Return every line of the records below that contains the word "black". Case counts.

» **RECORDS FOR THIS EXERCISE**:
## start
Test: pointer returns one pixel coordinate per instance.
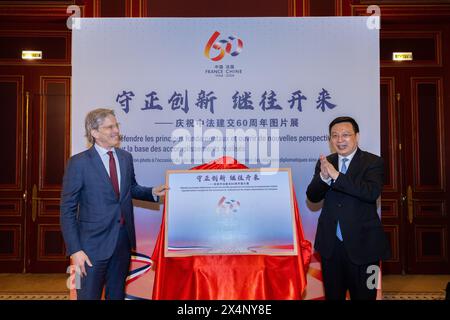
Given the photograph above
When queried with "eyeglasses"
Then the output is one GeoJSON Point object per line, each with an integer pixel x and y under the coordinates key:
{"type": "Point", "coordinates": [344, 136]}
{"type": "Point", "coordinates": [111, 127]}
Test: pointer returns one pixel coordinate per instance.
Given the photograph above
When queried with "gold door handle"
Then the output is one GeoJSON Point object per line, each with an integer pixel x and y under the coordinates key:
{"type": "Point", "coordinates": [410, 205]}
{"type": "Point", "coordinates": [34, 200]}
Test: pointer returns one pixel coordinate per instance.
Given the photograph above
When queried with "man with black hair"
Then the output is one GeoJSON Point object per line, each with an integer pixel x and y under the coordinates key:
## end
## start
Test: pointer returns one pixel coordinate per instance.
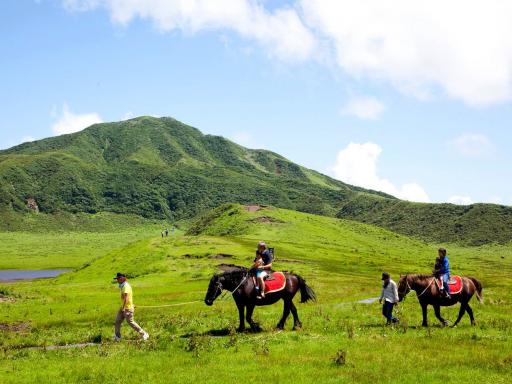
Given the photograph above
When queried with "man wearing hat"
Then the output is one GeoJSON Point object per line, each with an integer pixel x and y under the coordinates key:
## end
## start
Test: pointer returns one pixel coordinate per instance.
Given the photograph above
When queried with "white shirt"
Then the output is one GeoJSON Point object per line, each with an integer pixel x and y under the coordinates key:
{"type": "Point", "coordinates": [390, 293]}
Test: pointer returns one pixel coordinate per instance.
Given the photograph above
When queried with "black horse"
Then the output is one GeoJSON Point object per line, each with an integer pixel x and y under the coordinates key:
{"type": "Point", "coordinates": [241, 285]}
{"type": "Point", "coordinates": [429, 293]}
## end
» **EXPECTED ANSWER**:
When queried with "man with black hair"
When queried with "black horse"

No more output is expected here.